-- start --

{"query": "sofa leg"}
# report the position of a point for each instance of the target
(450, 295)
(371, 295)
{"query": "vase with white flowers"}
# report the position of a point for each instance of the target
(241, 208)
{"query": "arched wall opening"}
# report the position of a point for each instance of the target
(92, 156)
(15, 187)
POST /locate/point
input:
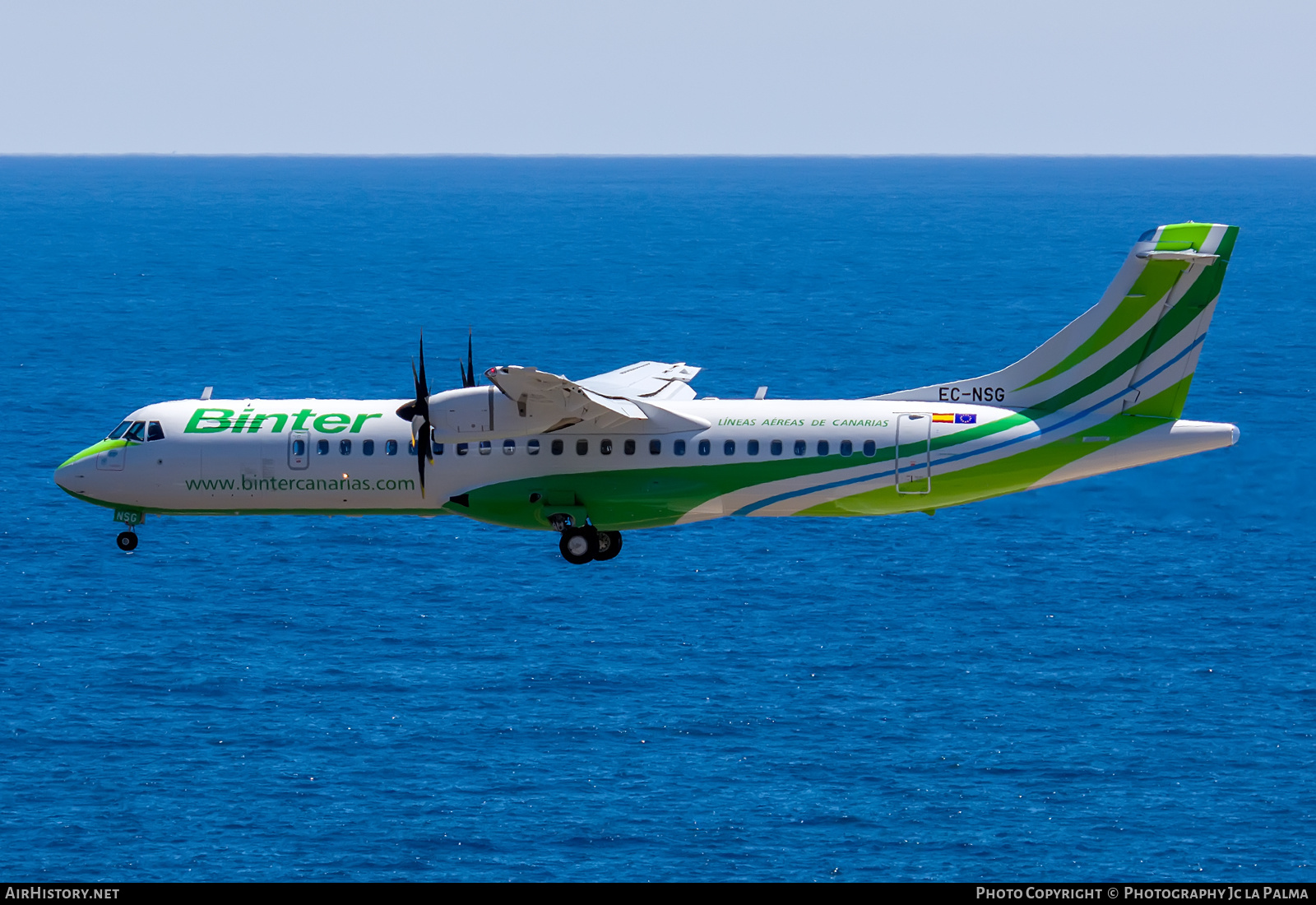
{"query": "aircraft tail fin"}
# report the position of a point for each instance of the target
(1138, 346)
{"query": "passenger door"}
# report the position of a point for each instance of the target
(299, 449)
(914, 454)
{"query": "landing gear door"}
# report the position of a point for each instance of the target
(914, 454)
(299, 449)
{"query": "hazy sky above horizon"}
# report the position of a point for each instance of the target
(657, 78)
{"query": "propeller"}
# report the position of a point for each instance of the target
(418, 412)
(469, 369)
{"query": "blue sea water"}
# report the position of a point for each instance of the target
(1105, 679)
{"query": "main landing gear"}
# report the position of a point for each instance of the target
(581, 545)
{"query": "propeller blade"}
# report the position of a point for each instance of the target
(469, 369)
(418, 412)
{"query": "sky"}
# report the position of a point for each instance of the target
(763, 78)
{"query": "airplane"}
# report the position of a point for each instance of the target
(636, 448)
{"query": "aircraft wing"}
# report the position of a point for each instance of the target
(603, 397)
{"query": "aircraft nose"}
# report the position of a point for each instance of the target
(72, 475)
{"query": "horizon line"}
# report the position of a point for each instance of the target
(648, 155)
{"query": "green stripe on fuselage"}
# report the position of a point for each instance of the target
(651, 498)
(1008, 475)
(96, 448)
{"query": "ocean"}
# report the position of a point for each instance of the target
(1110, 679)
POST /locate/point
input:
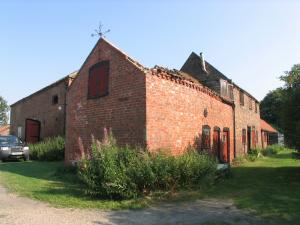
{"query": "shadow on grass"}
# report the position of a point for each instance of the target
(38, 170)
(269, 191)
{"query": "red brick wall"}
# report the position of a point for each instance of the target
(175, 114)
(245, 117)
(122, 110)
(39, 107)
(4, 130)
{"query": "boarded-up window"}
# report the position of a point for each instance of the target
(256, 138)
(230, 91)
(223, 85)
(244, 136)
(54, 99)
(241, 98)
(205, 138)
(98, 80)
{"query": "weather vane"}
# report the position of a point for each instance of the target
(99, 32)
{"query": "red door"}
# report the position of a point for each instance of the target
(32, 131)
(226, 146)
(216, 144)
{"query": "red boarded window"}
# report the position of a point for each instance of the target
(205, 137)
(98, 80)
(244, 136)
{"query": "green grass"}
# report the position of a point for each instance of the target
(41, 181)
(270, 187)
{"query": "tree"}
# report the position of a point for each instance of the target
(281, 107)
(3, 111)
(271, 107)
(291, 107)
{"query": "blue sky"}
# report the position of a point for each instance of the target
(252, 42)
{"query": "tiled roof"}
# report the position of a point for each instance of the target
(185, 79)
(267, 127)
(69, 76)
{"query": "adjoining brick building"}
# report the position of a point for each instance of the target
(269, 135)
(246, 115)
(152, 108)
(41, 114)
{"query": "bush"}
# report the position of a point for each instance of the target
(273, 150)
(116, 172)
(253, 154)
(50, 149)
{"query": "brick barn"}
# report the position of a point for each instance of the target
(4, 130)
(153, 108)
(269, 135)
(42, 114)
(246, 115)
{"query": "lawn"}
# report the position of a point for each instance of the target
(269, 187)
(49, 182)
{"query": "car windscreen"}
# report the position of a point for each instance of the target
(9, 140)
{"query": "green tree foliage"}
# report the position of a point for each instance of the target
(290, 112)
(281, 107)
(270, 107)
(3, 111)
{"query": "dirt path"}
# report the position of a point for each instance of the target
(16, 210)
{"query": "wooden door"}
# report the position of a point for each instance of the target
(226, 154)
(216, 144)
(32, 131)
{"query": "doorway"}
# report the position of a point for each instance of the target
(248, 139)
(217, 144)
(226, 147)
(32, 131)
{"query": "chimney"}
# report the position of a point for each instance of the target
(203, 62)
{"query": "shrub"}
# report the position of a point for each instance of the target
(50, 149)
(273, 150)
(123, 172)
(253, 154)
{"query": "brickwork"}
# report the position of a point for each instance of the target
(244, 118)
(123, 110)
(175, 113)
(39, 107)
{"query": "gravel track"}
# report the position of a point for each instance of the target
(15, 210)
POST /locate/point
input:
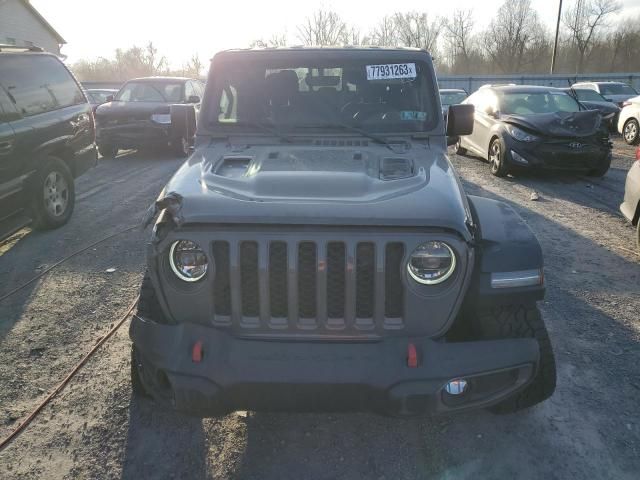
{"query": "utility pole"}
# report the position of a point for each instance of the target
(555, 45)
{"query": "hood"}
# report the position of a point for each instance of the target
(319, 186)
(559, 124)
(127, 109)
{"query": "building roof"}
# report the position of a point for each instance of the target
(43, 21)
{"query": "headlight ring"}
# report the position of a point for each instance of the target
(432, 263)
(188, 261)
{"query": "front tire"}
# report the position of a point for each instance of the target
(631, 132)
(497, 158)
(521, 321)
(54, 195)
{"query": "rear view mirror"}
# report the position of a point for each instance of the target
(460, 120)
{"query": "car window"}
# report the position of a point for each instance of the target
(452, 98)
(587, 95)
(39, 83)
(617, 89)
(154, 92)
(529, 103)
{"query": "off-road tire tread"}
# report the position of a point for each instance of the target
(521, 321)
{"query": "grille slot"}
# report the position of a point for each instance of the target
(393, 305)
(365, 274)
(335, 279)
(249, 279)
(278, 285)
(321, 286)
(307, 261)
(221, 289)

-- end --
-- start --

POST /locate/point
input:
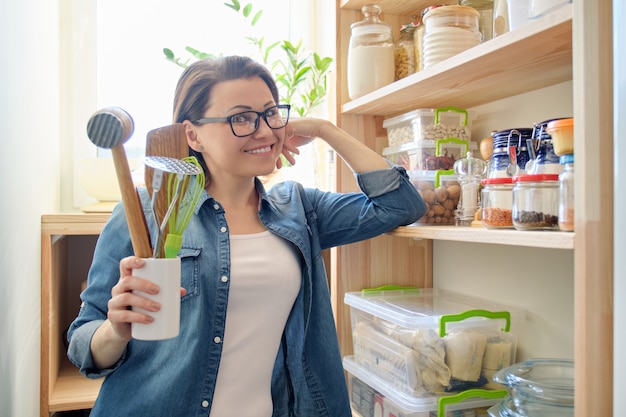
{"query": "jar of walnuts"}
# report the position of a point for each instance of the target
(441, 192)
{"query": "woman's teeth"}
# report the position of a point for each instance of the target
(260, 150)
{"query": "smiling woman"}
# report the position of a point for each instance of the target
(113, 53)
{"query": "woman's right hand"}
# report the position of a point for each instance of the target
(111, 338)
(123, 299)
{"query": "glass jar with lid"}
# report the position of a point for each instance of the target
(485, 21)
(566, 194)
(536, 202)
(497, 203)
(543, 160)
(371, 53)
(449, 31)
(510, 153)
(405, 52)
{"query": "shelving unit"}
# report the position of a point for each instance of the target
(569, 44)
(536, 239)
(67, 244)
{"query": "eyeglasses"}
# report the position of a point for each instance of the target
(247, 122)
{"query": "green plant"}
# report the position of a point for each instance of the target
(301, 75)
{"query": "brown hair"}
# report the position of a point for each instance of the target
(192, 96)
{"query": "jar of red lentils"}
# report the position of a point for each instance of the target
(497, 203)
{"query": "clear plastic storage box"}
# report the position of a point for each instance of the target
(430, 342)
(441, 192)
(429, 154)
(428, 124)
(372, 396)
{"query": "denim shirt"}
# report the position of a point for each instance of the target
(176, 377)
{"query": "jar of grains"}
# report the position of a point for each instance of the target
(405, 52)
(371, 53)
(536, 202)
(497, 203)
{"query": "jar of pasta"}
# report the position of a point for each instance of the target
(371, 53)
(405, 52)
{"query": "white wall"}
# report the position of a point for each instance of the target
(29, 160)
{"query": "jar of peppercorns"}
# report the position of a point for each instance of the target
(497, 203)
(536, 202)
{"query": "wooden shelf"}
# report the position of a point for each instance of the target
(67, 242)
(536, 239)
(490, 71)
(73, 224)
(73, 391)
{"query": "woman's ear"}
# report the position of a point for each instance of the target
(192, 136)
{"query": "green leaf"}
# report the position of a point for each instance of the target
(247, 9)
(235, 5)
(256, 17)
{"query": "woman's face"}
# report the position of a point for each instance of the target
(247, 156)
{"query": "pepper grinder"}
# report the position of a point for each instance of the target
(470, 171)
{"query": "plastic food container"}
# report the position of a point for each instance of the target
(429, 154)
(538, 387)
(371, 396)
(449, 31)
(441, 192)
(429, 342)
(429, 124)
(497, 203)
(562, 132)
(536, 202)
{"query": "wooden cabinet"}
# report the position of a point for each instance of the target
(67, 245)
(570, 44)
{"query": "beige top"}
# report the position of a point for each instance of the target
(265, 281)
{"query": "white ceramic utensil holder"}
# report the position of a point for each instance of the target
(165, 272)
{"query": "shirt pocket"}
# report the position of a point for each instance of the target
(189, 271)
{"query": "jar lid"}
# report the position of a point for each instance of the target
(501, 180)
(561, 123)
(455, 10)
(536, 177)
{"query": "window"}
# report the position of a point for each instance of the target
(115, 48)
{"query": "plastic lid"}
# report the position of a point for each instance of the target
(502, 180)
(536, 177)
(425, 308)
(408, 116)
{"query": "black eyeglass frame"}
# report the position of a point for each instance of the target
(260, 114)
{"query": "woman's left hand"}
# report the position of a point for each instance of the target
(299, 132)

-- end --

**TASK DESCRIPTION**
Please return each line of the data above that contains the string "roof", treating case as significant.

**ANSWER TO THIS EXERCISE**
{"query": "tiled roof"}
{"query": "building roof"}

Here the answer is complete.